PAGE EXCERPT
We can?
I have an extremely high res picture of Pluto on my computer that takes up hundreds of gigabytes of space. In it I can zoom in to details the size of about a football field. And that’s not even the level of detail professional astronomers can achieve.
A better question is: why aren’t we creating tons of high res images of the planets and objects within our own solar system. And the answer to that is, we have and they aren’t really that interesting beyond the novelty of them.
We’ve been looking at all planets (not Pluto) in our own solar system with varying degrees of “zoom” for nearly 200 years. Most of them are visible with the naked eye, so magnification on even a small scale has produced some pretty good resolution. And to a certain point that was useful. But by the time your average enthusiast could see details of small craters on the moon with a couple hundred dollar set, we had gotten to the point where it was sort of pointless to be viewing the surface of local planets with super high powered telescopes. You can’t tell a lot of important features through a lens, no matter how powerful. So we started sending probes and rovers instead, and using/building those telescopes to view objects currently beyond our reach.
Imagine it this way: you have a nice telescope. You can use it to look at things very far away with some detail, things you are likely unfamiliar with. Or you can look at familiar things that are much closer with incredible detail (but still less detail than you would have from just being there).

STORED ROWS
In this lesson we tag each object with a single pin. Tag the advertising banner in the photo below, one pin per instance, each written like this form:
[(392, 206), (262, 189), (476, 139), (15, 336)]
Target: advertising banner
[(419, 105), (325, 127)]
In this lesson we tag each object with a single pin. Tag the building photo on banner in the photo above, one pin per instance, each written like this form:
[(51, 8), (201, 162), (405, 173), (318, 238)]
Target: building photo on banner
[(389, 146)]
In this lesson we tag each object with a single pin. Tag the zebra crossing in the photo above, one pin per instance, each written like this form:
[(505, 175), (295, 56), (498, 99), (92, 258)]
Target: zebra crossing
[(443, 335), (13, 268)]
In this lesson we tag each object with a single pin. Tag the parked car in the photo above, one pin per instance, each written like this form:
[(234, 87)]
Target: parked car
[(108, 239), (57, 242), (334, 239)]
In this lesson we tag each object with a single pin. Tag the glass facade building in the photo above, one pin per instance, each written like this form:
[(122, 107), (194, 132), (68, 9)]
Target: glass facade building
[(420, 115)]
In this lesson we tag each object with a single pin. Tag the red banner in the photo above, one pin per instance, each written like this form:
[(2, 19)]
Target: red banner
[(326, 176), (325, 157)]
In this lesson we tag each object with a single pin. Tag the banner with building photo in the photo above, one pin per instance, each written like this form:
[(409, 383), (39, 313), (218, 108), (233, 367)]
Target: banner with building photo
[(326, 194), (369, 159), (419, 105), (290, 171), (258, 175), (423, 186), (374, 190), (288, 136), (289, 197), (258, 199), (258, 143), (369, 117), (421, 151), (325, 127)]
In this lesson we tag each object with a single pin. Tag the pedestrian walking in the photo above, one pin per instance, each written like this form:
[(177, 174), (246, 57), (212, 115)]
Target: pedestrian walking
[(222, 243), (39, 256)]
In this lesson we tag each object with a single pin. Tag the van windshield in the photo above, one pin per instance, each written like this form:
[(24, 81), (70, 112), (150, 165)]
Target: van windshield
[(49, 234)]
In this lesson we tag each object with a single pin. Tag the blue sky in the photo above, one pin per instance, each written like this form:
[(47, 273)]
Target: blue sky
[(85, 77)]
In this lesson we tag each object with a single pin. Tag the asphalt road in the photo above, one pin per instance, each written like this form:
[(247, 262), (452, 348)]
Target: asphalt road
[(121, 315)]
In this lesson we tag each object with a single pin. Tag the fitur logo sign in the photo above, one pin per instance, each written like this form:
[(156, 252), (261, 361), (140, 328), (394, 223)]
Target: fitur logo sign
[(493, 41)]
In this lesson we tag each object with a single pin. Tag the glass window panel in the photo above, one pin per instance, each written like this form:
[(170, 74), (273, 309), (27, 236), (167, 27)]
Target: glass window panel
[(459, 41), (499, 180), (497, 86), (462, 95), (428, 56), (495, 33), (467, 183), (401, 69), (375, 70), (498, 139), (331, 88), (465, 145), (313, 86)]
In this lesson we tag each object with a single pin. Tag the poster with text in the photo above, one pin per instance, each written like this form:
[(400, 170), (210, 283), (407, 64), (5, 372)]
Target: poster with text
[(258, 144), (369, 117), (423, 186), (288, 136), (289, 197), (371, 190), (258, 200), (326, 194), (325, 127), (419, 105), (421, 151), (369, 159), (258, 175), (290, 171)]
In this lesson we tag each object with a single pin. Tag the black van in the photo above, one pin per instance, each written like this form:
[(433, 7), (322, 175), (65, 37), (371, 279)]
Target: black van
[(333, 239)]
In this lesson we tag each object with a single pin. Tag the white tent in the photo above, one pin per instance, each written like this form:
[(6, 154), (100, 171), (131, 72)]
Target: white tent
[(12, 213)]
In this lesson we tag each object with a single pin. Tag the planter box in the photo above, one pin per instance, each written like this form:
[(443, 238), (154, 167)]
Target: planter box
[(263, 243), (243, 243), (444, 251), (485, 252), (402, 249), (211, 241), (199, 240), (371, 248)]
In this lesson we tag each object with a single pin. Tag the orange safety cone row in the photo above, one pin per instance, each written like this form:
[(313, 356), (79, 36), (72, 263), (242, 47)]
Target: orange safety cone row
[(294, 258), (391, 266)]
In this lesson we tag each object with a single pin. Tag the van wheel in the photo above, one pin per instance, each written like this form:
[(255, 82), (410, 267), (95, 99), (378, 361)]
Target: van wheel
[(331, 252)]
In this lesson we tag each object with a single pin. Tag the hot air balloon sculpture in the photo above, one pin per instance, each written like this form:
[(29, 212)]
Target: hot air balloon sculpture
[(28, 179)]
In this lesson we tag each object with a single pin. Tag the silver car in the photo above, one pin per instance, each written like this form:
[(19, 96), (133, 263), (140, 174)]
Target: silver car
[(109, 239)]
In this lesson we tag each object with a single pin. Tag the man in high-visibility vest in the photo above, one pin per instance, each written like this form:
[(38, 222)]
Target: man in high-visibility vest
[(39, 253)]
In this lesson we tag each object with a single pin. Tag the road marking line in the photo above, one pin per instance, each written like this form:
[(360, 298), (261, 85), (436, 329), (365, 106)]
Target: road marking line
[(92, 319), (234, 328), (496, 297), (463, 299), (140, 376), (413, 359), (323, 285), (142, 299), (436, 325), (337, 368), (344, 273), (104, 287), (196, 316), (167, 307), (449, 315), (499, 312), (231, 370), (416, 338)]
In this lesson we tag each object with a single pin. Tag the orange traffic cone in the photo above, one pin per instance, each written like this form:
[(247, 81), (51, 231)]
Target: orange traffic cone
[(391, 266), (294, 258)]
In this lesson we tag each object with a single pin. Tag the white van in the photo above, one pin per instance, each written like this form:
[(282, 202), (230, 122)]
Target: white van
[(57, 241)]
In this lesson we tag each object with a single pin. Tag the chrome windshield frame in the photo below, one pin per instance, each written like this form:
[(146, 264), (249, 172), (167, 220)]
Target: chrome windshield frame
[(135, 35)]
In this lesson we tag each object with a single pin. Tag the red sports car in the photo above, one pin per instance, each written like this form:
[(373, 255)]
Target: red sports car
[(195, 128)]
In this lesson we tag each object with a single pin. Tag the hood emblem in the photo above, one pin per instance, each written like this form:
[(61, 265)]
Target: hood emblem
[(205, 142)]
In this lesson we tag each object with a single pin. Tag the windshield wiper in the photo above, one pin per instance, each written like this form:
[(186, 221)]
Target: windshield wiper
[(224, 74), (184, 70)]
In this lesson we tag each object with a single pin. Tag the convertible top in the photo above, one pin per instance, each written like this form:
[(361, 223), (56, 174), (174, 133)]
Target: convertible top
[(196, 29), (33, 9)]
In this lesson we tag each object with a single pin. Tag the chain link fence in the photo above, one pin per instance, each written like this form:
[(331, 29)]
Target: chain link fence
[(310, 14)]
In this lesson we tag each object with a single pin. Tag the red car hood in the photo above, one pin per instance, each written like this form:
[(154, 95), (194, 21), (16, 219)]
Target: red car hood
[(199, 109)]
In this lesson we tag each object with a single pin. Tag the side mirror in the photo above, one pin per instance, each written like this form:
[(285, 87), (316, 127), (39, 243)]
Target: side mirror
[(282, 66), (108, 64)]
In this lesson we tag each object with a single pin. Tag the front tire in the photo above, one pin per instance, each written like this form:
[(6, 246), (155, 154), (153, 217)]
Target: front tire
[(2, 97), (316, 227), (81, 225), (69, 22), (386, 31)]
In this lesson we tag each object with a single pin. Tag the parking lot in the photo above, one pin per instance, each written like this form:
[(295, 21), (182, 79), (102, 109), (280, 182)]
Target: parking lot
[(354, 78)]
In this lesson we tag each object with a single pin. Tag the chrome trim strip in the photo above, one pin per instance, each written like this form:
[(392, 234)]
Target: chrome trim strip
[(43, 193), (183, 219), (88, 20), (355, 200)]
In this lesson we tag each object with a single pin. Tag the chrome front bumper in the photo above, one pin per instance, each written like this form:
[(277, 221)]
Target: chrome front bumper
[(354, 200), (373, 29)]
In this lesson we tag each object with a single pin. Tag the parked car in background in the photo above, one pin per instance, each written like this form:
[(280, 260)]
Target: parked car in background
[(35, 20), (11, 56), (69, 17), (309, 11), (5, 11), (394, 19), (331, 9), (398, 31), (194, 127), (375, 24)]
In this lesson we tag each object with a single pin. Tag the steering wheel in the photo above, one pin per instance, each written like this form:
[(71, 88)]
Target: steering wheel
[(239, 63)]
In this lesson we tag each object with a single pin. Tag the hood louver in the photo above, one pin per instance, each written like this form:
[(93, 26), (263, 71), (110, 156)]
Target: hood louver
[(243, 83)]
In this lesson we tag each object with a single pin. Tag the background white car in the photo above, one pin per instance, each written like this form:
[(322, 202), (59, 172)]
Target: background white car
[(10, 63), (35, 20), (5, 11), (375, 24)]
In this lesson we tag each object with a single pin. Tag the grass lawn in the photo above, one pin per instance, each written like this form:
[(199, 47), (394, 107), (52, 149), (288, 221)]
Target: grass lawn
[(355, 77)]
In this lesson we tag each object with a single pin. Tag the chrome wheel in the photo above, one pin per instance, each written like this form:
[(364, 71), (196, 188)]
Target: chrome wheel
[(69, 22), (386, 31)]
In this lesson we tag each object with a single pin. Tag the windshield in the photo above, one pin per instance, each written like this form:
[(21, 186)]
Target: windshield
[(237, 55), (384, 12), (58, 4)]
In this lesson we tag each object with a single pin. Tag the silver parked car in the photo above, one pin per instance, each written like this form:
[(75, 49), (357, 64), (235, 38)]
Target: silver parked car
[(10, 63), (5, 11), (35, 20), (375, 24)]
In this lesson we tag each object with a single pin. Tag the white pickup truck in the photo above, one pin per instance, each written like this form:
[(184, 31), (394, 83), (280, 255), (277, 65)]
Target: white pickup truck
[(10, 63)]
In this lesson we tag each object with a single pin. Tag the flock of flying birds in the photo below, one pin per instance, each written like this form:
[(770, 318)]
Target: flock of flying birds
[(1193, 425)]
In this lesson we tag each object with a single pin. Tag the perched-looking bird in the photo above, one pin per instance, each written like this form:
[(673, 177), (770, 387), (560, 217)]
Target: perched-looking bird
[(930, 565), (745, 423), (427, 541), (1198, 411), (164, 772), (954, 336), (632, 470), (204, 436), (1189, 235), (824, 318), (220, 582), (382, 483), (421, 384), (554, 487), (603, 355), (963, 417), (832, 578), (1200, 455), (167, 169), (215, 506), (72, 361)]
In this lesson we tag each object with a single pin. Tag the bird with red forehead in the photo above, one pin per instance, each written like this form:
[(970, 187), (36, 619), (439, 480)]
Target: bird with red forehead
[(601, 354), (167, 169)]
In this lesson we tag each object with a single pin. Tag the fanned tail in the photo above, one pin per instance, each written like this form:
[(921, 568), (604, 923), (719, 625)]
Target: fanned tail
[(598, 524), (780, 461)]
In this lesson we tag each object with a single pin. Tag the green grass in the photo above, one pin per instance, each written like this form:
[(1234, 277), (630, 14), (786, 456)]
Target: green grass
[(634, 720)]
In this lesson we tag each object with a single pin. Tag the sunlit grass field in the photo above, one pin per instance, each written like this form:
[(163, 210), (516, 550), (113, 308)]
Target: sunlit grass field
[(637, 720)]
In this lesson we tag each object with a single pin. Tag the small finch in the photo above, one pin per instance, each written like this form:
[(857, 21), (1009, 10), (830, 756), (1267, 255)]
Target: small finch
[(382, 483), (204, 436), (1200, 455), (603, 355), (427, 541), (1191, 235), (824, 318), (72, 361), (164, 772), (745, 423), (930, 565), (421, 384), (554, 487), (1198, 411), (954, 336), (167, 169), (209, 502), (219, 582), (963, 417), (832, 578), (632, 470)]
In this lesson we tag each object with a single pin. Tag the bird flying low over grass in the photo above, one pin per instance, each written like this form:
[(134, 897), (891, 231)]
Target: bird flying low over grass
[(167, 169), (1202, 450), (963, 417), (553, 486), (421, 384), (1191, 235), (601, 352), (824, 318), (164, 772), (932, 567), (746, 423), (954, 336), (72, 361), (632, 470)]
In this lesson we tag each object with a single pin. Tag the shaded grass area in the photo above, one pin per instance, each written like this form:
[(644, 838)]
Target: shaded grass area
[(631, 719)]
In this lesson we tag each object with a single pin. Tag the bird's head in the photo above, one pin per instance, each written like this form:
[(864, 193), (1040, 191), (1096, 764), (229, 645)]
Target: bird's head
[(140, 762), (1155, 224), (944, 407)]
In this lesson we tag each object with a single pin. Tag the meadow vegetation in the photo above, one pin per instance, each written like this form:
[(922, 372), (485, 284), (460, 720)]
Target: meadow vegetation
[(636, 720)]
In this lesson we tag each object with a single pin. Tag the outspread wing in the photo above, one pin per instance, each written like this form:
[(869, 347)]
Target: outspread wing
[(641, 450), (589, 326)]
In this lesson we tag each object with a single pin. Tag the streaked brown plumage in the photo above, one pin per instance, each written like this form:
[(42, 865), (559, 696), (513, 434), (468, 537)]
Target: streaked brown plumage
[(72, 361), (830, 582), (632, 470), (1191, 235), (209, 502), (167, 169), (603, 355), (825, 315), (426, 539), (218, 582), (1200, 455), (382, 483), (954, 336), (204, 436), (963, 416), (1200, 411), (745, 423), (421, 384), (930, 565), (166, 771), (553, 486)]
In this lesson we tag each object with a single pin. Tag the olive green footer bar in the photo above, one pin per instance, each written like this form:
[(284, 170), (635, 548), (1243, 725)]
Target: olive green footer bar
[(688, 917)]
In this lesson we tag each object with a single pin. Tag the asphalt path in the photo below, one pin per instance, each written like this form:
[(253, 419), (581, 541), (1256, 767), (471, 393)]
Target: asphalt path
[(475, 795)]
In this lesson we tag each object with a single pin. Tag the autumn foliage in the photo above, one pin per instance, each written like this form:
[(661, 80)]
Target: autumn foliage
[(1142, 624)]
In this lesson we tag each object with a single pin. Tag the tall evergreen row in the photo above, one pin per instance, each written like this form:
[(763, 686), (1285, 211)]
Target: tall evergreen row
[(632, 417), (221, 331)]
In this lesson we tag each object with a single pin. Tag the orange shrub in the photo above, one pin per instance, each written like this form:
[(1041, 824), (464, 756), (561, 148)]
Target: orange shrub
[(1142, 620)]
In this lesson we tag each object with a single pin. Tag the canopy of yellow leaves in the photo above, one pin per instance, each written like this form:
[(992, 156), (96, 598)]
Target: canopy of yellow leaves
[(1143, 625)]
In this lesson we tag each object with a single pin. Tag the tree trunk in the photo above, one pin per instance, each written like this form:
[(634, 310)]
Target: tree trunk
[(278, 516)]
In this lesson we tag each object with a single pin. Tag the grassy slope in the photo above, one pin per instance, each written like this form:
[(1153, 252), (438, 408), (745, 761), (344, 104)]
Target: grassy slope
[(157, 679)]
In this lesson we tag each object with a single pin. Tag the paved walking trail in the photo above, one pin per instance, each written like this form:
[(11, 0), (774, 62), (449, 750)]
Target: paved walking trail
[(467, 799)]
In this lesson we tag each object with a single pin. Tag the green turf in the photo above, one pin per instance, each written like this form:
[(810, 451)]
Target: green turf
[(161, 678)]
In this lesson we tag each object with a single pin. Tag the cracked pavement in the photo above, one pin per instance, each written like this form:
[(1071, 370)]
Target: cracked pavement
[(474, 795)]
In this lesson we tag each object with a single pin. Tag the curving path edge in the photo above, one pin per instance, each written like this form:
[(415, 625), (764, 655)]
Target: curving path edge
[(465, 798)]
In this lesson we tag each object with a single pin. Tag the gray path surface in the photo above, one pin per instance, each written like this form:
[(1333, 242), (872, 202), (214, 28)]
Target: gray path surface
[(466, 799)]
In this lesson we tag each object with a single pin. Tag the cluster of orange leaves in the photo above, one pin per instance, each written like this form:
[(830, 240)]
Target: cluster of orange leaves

YOUR GOAL
Continue the forum reply about telescope views of the planets in our solar system, starting right after its final sentence.

FINAL ANSWER
Would you use the telescope to read the sign at the end of your street? Or would you use it to look at the moon and just walk to the sign if you want to read it?
The bottom line is that luminosity is tricky. A star 10,000 light years away may be far brighter than our sun, but the sun obviously appears brighter because it’s so close. We can see distant objects primarily because they are ridiculously bright and sending us their light from across the universe.
The next thing to consider, planets don’t emit their own light, they are reflecting the light from the sun. So while they are rather dim objects, they are close to us so they appear brighter than most stars in the night sky. And while we can actually see some pretty amazing detail of these planets with a telescope on the Earth, there’s still a lot we can’t see because it’s just too far away, but “zooming in” as it were, has its limits in the detail we can see.
Finally, stars from distant solar systems mostly just look like bright blobs, so while they are astoundingly bright, we don’t end up seeing much in the way of detail. Looking at distant galaxies are pretty cool too, but the detail we’re seeing in them is still limited because of distance. In an individual galaxy you can’t even really tell a single star, it’s just a swirly pattern, but the whole thing is made up of a billion billion stars so it’s altogether even brighter than the stars closer to us. The “detail” we supposedly see in distant galaxies is actually billions of stars making up this thing, this pattern.
So we actually can see better detail in the planets in our solar system, it just appears that we’re getting less detail compared to distant galaxies, but yeah, those things are huge, absolutely ginormous, so there appears to be greater detail, but it’s actually all more fuzzy, with individual stars not even discernable other than we know they are there.
Most of the high-resolution photos from deep space are of positively ***MASSIVE*** things that dwarf the imagination. Those photos aren’t snapshots, with quick lens openings. They involve leaving the lens open on the camera for hours, if not days. This allows for much more light to be captured, increasing resolution. However, if *anything* moved to any noticeable degree, it would be incredibly blurry because you’re capturing the light the whole time. The planets move too fast to even hope to zoom in like that.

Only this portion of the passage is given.